> _Try it_: When you find the line with "Every instance of the dried" among the records below, reproduce it and each line after it exactly, ending with the line with "Every instance of the woman's face".

> _Material shown_:
──────────
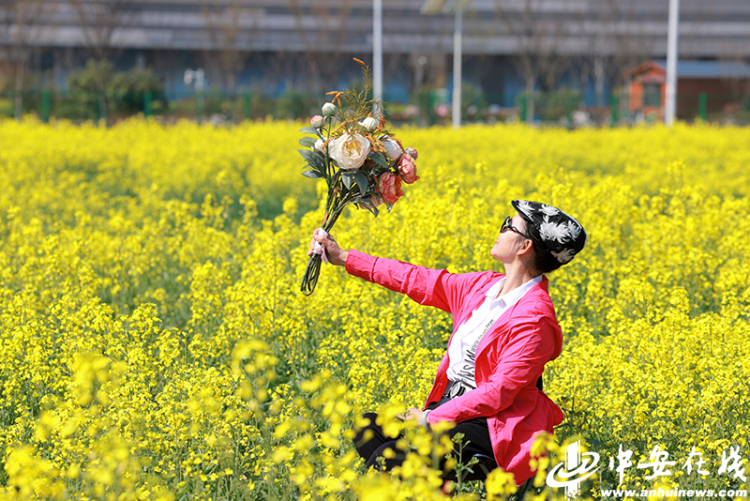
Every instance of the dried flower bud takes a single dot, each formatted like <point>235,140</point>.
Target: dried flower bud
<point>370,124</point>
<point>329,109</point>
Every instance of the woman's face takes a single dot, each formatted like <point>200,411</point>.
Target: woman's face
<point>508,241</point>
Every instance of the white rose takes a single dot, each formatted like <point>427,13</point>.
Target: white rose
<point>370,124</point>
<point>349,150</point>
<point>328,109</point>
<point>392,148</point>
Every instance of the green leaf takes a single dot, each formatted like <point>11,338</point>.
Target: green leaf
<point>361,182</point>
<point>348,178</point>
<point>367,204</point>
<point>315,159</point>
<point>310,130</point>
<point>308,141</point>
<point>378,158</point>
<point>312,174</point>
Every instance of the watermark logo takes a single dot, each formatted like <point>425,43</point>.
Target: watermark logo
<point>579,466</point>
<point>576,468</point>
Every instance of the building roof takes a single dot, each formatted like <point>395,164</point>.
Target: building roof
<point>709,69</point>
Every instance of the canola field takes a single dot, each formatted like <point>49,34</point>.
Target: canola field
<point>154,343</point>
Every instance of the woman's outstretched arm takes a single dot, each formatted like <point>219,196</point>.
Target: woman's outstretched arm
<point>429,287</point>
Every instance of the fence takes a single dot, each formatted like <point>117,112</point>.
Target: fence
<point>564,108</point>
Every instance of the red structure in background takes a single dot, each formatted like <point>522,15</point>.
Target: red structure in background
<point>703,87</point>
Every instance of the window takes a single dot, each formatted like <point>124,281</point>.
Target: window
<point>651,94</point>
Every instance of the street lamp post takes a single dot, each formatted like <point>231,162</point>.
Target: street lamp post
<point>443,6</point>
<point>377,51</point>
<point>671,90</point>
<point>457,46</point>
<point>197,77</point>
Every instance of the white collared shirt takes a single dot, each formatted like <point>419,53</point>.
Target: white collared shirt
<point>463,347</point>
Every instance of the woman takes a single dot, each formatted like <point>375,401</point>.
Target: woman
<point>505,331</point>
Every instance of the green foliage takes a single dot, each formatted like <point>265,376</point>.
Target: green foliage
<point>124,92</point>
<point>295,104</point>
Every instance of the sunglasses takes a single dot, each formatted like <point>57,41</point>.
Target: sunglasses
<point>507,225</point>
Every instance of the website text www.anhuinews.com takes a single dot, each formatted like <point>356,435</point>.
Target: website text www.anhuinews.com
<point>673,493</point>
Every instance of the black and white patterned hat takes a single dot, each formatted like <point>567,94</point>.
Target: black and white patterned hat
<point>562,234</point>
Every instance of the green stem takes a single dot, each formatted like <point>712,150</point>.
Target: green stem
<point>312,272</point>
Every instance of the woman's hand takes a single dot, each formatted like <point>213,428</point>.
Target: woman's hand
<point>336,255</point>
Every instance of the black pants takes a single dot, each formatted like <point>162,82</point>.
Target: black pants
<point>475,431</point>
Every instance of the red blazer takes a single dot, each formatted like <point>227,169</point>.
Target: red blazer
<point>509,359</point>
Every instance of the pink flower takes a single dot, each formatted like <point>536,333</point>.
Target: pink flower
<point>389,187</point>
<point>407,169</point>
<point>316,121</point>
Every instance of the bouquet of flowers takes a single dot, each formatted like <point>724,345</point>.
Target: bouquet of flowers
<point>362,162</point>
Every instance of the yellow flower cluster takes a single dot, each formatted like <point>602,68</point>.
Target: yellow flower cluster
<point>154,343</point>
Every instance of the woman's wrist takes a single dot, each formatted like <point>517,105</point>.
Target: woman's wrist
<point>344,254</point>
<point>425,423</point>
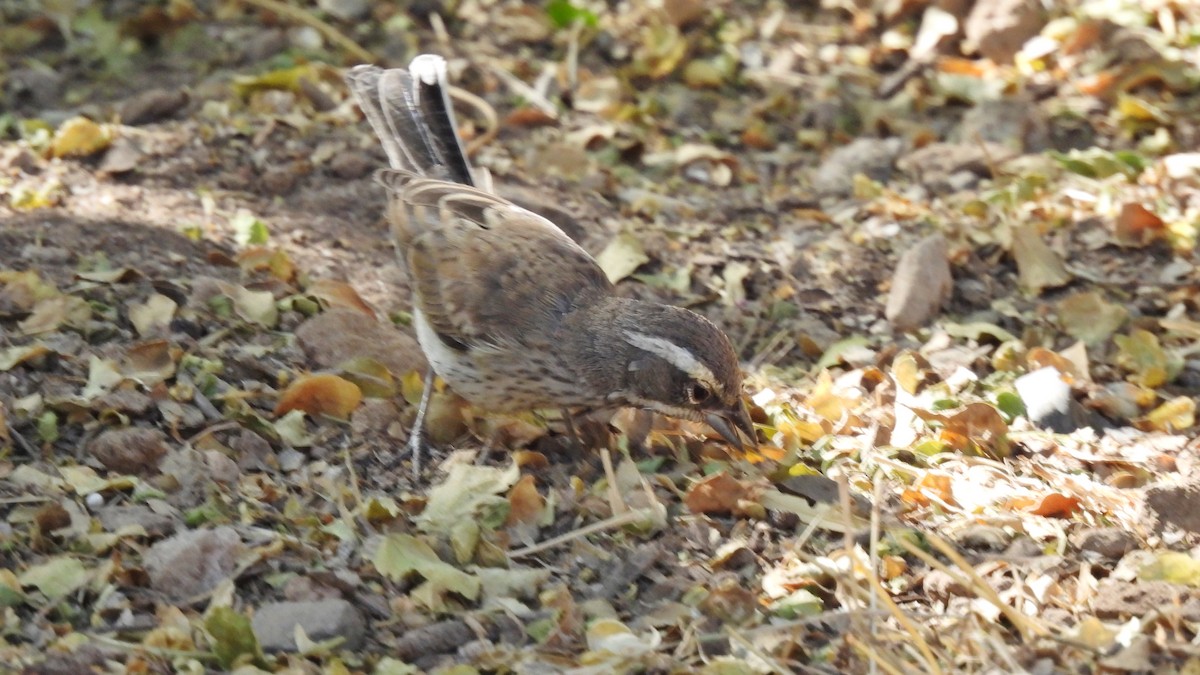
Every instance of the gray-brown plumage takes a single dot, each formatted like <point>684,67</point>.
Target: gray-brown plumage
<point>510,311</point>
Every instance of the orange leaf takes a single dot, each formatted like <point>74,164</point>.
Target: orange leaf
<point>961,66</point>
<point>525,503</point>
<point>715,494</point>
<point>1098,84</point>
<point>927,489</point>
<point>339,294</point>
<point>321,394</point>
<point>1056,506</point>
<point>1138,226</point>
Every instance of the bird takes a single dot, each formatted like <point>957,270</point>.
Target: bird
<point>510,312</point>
──────────
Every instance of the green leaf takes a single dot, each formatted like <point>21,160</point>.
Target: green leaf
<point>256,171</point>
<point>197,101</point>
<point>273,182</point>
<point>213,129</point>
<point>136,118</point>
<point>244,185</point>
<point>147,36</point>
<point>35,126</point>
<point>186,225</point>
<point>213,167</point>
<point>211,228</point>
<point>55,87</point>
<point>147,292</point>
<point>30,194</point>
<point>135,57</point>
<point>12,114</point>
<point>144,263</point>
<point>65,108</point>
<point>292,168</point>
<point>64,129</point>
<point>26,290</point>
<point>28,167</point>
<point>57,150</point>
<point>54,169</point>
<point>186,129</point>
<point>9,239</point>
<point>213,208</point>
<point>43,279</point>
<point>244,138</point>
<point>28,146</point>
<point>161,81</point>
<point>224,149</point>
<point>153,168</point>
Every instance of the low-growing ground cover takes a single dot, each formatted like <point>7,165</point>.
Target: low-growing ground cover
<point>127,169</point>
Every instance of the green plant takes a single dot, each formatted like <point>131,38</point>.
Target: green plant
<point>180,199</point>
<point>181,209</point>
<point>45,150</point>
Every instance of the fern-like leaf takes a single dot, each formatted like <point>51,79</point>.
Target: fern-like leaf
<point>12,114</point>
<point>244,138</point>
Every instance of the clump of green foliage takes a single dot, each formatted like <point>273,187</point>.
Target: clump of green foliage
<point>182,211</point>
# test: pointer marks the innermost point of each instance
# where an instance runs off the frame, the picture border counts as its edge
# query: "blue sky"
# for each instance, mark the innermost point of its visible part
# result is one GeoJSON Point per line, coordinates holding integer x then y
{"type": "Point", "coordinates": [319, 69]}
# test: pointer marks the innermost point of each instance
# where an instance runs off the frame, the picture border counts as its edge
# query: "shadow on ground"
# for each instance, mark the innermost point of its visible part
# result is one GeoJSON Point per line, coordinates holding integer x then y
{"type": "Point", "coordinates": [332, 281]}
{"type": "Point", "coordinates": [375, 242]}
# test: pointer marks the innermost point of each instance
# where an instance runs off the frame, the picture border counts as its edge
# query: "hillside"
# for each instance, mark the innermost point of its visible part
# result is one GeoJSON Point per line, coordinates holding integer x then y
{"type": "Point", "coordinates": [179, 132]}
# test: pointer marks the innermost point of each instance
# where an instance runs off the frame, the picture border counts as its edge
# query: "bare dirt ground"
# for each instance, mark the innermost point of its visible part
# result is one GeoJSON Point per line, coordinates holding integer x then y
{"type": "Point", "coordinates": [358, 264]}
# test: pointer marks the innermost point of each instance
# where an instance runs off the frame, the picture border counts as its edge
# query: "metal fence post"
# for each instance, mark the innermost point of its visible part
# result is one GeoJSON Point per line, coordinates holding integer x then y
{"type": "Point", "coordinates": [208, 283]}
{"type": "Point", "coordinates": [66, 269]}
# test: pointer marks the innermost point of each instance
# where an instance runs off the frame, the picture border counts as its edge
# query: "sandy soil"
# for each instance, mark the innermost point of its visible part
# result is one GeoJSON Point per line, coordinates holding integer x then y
──────────
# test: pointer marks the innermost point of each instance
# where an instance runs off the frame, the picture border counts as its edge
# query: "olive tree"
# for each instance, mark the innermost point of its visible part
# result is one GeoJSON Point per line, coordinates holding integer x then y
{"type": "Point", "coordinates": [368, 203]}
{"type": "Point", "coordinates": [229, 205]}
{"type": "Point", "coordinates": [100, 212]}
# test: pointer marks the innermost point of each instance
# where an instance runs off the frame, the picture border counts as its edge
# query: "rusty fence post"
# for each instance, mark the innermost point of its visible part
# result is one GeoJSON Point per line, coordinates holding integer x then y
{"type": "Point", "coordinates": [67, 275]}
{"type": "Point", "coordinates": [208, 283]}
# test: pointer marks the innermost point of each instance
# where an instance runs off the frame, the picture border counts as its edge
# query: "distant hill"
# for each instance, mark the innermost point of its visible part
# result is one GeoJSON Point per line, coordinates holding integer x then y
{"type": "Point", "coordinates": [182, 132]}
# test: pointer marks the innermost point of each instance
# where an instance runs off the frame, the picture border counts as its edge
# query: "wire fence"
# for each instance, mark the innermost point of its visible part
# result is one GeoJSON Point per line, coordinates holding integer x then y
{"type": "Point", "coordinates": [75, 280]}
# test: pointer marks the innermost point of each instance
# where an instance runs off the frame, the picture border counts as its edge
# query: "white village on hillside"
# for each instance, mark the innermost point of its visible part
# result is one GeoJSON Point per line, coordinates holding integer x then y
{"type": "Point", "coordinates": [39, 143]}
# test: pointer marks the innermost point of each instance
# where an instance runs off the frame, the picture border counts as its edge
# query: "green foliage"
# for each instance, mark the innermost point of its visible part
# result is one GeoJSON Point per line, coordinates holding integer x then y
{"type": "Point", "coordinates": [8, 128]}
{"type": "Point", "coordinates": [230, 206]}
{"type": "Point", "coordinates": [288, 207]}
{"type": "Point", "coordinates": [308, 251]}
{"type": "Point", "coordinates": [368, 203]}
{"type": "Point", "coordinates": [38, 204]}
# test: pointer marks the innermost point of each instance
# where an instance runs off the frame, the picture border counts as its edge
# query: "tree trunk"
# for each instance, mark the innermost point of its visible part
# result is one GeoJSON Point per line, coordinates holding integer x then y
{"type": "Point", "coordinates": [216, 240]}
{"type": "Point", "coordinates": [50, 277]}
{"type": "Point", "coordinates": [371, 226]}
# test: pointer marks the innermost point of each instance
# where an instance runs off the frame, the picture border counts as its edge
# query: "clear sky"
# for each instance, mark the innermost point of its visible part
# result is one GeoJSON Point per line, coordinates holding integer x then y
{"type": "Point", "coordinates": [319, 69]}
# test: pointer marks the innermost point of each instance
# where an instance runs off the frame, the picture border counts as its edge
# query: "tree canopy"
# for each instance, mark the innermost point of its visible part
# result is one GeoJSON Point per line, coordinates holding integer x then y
──────────
> _Reply to the task_:
Every instance of the dried flower bud takes a single dot, each formatted like <point>235,140</point>.
Target: dried flower bud
<point>370,124</point>
<point>329,109</point>
Every instance of the woman's face takes a single dot, each formatted like <point>200,411</point>.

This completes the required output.